**Assignment:** Retype, character for character, the line containing "Would you be able to pin the swimming" along with each line after it through the end of the data, and only those.

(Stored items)
★ ★ ★

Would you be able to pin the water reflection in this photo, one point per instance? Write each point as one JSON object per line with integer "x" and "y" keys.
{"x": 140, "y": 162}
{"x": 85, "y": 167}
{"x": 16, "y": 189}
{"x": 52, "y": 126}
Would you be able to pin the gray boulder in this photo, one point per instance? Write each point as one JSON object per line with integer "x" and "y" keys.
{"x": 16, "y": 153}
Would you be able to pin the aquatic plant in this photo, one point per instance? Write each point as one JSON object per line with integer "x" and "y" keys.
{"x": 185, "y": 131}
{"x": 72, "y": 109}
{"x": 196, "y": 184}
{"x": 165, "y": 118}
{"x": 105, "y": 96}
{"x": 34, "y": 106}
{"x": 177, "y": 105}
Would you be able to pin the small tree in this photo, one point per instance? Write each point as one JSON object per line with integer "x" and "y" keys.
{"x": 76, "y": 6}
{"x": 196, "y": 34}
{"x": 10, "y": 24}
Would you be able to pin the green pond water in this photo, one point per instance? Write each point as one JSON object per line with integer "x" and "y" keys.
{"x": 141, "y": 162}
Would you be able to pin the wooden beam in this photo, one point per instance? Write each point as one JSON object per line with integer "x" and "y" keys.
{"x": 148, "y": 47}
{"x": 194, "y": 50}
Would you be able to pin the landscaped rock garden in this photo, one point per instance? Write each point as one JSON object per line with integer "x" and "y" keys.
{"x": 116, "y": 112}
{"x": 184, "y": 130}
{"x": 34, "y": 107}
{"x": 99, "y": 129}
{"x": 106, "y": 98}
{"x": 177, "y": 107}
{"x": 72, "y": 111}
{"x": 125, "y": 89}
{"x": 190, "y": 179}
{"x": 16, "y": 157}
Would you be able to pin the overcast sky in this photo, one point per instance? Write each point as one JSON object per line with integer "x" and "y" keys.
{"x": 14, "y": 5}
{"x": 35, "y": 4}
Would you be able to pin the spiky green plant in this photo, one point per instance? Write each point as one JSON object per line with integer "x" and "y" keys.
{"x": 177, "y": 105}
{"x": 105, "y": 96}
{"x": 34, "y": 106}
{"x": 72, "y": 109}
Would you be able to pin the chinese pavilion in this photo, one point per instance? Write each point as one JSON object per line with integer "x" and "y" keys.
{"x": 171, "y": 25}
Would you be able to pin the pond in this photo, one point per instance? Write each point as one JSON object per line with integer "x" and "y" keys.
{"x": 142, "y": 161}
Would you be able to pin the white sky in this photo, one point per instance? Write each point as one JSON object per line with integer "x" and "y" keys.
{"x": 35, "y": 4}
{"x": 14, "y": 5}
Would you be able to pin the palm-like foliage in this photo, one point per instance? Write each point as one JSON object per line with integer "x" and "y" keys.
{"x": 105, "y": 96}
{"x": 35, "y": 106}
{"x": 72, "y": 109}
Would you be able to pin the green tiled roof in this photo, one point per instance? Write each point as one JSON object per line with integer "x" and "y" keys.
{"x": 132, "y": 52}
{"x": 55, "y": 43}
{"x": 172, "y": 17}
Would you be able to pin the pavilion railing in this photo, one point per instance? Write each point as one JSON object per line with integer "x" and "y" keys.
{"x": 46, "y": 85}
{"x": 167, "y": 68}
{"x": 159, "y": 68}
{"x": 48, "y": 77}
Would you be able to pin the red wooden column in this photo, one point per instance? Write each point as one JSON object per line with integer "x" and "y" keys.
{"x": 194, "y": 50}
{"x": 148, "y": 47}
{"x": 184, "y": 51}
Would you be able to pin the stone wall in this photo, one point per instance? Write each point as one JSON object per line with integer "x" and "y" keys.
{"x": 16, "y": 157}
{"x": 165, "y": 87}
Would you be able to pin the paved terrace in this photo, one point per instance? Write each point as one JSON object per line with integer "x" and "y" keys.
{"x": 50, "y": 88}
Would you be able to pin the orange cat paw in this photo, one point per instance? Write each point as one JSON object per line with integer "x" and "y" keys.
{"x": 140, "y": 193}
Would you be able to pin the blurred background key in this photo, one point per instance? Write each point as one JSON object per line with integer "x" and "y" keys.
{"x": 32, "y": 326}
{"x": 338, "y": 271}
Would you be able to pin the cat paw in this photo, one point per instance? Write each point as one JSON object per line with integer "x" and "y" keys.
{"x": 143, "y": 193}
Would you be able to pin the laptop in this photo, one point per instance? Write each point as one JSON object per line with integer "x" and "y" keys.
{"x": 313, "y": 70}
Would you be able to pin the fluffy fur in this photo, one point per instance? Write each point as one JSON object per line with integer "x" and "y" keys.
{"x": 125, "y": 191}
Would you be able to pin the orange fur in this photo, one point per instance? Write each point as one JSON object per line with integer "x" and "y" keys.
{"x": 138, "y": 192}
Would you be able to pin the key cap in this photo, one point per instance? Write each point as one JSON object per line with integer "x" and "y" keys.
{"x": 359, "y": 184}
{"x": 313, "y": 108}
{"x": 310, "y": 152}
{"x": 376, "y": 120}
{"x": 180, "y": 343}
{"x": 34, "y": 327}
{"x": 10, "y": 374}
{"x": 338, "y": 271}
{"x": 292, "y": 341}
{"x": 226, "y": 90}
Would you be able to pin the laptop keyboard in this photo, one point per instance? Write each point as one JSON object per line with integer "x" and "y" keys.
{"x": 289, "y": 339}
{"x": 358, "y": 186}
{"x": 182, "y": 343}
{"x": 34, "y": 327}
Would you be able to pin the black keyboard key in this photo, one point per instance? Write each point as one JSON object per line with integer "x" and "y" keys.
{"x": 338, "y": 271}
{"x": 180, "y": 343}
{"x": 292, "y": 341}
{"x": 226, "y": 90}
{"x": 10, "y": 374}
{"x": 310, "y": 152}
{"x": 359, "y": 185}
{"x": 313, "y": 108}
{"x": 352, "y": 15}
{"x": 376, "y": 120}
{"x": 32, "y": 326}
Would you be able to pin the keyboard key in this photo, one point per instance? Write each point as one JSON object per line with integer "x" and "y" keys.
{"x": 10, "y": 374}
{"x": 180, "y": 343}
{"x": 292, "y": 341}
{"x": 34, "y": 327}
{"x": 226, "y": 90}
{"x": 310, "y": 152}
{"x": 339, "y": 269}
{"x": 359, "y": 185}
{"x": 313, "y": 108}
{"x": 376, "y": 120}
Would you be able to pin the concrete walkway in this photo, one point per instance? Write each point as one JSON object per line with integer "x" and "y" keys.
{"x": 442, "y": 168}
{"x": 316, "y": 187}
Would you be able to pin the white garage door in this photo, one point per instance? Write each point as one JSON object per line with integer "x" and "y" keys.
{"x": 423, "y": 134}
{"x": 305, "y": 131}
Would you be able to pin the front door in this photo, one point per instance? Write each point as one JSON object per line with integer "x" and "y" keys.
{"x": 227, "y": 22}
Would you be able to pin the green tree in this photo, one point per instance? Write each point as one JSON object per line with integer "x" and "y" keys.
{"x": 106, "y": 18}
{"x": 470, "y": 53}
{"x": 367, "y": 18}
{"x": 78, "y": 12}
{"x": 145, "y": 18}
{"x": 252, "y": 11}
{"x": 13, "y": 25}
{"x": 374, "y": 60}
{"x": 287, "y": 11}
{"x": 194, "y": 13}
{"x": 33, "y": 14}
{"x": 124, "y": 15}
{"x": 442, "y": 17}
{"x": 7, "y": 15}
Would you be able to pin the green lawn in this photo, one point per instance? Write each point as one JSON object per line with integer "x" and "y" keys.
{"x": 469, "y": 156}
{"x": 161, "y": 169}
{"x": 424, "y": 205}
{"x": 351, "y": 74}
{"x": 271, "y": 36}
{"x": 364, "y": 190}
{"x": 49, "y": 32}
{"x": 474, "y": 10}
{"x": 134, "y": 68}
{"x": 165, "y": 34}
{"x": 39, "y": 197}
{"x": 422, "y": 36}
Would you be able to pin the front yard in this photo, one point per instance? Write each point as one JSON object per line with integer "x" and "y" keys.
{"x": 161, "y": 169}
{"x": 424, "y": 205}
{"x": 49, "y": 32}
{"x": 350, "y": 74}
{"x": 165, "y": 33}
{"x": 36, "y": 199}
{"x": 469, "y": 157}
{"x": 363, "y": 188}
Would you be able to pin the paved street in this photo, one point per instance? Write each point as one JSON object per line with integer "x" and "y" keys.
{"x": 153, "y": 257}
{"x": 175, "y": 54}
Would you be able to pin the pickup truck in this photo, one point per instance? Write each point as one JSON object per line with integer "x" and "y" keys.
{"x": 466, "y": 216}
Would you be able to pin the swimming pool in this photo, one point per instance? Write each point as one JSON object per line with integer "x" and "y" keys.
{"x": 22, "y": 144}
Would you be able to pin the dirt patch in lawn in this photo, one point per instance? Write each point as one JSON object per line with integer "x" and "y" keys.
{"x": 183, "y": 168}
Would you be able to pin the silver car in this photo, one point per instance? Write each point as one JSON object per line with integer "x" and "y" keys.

★ ★ ★

**Exercise response:**
Would you be able to pin the swimming pool in this photo, one point per instance? Write each point as one JSON object per line with integer "x" and "y" keys.
{"x": 22, "y": 144}
Would you be able to pin the dirt patch in lawn in this photo, one point per instance? Write each point as one JSON object per line with integer "x" and "y" keys.
{"x": 183, "y": 168}
Would you be able to pin the silver car in this photo, one point per instance? Write each point as one JSON object per line with integer "x" and "y" keys.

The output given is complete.